→ Data for this task
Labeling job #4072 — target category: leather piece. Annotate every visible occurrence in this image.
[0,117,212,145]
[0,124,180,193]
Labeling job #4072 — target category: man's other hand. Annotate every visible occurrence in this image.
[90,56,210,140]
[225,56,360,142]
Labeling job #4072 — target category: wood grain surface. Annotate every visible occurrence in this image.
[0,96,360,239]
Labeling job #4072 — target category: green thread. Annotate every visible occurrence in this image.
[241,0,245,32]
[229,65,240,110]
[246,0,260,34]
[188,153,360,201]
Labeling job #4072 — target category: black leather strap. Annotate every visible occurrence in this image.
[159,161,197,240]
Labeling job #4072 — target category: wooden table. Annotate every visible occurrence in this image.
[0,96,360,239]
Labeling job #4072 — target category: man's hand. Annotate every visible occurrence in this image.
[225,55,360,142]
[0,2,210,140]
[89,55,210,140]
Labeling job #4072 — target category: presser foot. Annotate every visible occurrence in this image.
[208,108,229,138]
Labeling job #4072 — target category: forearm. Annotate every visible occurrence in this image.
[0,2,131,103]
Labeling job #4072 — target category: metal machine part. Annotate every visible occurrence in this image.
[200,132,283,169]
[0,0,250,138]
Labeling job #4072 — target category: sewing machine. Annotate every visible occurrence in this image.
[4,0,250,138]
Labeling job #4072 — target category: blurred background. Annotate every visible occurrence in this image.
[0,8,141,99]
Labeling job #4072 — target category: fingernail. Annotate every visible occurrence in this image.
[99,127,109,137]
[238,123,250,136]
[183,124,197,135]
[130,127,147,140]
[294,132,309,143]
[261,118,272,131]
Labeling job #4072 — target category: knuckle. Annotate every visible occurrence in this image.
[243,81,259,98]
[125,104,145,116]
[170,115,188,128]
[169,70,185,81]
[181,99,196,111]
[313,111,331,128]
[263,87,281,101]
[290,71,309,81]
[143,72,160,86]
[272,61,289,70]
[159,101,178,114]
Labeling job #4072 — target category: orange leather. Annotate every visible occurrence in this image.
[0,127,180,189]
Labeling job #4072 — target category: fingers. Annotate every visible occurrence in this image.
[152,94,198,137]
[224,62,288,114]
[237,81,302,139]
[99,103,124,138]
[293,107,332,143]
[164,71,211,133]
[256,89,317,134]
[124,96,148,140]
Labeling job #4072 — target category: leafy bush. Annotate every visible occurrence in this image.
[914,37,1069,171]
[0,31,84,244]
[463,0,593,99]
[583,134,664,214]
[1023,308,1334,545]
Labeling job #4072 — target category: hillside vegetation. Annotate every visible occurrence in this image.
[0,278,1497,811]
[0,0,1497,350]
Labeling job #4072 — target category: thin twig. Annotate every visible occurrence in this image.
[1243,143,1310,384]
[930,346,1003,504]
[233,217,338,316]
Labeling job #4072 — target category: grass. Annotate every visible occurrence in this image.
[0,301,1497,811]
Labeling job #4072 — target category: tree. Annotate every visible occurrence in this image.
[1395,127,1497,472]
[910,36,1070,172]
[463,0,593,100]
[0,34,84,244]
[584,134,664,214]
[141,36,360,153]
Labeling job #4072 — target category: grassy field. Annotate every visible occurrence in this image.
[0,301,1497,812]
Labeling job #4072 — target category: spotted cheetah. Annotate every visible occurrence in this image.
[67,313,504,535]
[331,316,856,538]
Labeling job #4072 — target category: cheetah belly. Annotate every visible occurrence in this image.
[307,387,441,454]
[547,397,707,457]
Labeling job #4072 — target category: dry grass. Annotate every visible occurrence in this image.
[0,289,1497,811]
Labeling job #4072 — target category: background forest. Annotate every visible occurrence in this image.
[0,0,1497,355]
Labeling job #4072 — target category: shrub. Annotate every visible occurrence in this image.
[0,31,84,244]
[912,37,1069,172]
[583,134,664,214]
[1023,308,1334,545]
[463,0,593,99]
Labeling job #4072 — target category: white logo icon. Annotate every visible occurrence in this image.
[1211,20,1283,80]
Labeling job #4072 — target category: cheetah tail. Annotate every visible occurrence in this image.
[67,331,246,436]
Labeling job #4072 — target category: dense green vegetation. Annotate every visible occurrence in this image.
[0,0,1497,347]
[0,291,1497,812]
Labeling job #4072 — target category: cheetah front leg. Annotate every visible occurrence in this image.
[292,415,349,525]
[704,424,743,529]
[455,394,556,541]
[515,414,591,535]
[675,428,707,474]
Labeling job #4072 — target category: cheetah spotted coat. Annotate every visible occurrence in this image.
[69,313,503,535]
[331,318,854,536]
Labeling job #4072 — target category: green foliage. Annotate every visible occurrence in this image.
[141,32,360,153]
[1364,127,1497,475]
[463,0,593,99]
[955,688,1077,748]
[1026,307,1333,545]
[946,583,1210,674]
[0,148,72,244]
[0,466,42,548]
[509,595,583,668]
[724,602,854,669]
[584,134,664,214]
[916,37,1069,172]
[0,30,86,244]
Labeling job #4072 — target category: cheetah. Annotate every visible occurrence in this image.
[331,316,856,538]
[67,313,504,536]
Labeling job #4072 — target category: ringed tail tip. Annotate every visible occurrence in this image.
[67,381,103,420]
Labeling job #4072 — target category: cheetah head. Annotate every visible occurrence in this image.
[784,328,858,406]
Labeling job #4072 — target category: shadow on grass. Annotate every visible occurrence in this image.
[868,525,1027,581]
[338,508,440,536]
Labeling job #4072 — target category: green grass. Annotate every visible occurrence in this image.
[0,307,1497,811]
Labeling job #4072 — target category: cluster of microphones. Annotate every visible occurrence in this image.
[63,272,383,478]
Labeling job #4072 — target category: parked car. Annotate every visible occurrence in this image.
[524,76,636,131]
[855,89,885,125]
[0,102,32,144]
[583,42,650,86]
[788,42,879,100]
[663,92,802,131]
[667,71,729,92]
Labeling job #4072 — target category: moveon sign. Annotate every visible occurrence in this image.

→ Work required
Copy all of the records above, word for word, with nothing left out or changed.

→ Final result
Labeling job #4072 — target category: leather piece. Annotate every visible occurrence in this image.
[0,117,212,145]
[0,124,180,193]
Labeling job #4072 — target category: man's other hand. Annotate every visible occurrence in this image.
[90,56,210,140]
[225,56,360,142]
Labeling job #4072 — target category: wood grain surface. Annotate every visible occurrence in this image.
[0,96,360,239]
Labeling job #4072 — target category: green thread. Annotate every visible occurrence in this image.
[241,0,245,32]
[229,65,240,110]
[246,0,260,34]
[188,153,360,201]
Labeling job #4072 — target category: black leather strap. Annotate every visible occurrence in this image.
[159,161,197,240]
Labeling job #4072 — target category: wooden table. Annotate every visible occurrence in this image.
[0,96,360,239]
Labeling job #4072 — target category: man's hand. Annotate every visible occurrence in this image.
[225,55,360,142]
[0,2,210,140]
[89,55,210,140]
Labeling job #4072 — target category: presser foot. Annotate every visible occurrence in this image.
[208,108,229,138]
Labeling job #4072 — target category: forearm. Annotate every visible occurrence in this image.
[0,2,131,103]
Labeling job #4072 — target category: metal machine part. Annotate every visible occurrence in this image.
[200,132,283,169]
[0,0,250,138]
Labeling job #4072 — target category: sewing machine. Annotate every visible occurrence in this image.
[4,0,250,138]
Labeling job #4072 — target category: blurred background. Annotate every visible occurrence in this image.
[0,8,141,99]
Labeling job #4072 — target category: fingernail. Annotate every visible occurrence in this image.
[99,127,109,137]
[238,123,250,136]
[183,124,197,135]
[130,127,147,140]
[294,132,309,143]
[261,118,272,131]
Labeling job #4072 — target category: knuckle. Annotate every visible occurrence in this image.
[243,81,259,98]
[125,104,145,116]
[170,115,188,128]
[169,70,185,81]
[181,99,196,111]
[313,111,331,128]
[263,87,281,101]
[290,71,309,81]
[143,72,160,86]
[272,61,289,70]
[159,101,178,114]
Labeling job #4072 — target category: orange leather. Annotate every visible occurrence in this image.
[0,127,180,189]
Labeling job #4072 — target category: fingers. Annotate every visible occurrence in this image.
[152,94,198,137]
[224,62,288,114]
[237,81,302,139]
[99,103,124,138]
[293,107,332,143]
[164,71,211,133]
[256,89,317,134]
[124,96,148,140]
Labeling job #4072 — target category: leafy bush. Annotate every visible occurrence in this image.
[914,37,1069,171]
[0,31,84,244]
[463,0,593,99]
[583,134,664,214]
[1023,308,1334,545]
Labeling job #4072 — target category: hillside vegetation. Annotate every visible occurrence in this image.
[0,278,1497,811]
[0,0,1497,350]
Labeling job #4072 — target category: thin twig. Annotate every visible occurrence in this image.
[1243,143,1310,384]
[930,346,1003,504]
[233,217,338,316]
Labeling job #4072 — target category: grass. Annotate every visible occurrence in this image.
[0,301,1497,811]
Labeling job #4072 — target category: tree. Annotate every visible occurrence in this image.
[1395,127,1497,472]
[910,36,1070,172]
[463,0,593,100]
[0,34,84,244]
[584,134,664,214]
[141,36,360,153]
Labeling job #4072 — target category: grassy field. Annotate every visible occurrence in this image.
[0,301,1497,812]
Labeling job #4072 — target category: spotted cheetah. Annotate every visible occurrence in this image.
[67,313,504,535]
[331,316,856,538]
Labeling job #4072 — target category: cheetah belly. Annotate every visible occurrence in this image.
[307,387,441,454]
[547,397,707,457]
Labeling job #4072 — target category: dry grass. Annotate every visible occurrence in this image.
[0,289,1497,811]
Labeling job #4072 — target category: background forest. Annotate every visible occurrence in this image.
[0,0,1497,355]
Labeling job #4072 — target category: shrub. Annotate every visible occurrence in this image.
[0,31,84,244]
[912,37,1069,172]
[583,134,664,214]
[1023,308,1334,545]
[463,0,593,99]
Labeling job #4072 — target category: white logo icon. Annotate every visible occurrence in this image.
[1211,20,1283,80]
Labeling job #4072 — target category: cheetah tail. Annotate every visible occurrence in this image.
[67,331,246,436]
Labeling job #4072 — target category: dense green vegetation. Annotate every visible occurrence in this image.
[0,0,1497,347]
[0,291,1497,812]
Labeling job #4072 — target category: cheetah front leg. Annotate every visible occurrence in this image.
[292,415,349,525]
[704,424,743,529]
[455,394,556,541]
[515,414,591,535]
[675,428,707,474]
Labeling job #4072 — target category: cheetah spotted coat. Annotate every visible occurrence in this image.
[69,313,503,535]
[331,318,854,536]
Labeling job #4072 — target category: green foliage. Annotate every visible occurrence in this image.
[141,32,360,153]
[1364,127,1497,475]
[463,0,593,99]
[955,688,1077,748]
[1026,307,1333,545]
[946,583,1210,674]
[0,148,72,244]
[0,466,42,548]
[509,595,583,668]
[724,602,854,669]
[584,134,664,214]
[916,37,1069,172]
[0,30,86,244]
Labeling job #4072 — target category: cheetah. Annotate every visible occurrence in this image.
[331,316,856,538]
[67,313,504,536]
Labeling job #4072 — target category: ringed tail tip. Annotate every visible occurrence in this image.
[67,381,103,420]
Labeling job #4072 — target category: cheetah head. Annotate every visible occurrence in this image.
[784,328,858,406]
Labeling job #4072 — target category: shadow on grass. Annotate every visible occurrence in this image.
[868,525,1027,581]
[338,508,440,536]
Labeling job #4072 — target category: green grass. Annotate every visible occurrence in this image.
[0,307,1497,811]
Labeling job #4072 — target category: cluster of microphones. Annotate every visible occurrence in this image.
[63,272,383,478]
Labeling job #4072 — target category: parked car. Annotate every visible occurrence in this image.
[524,76,636,131]
[855,89,885,125]
[0,102,32,144]
[583,42,650,86]
[788,42,879,100]
[663,92,802,131]
[667,71,729,92]
Labeling job #4072 — target category: moveon sign. Annotate every visible occurrence in this image.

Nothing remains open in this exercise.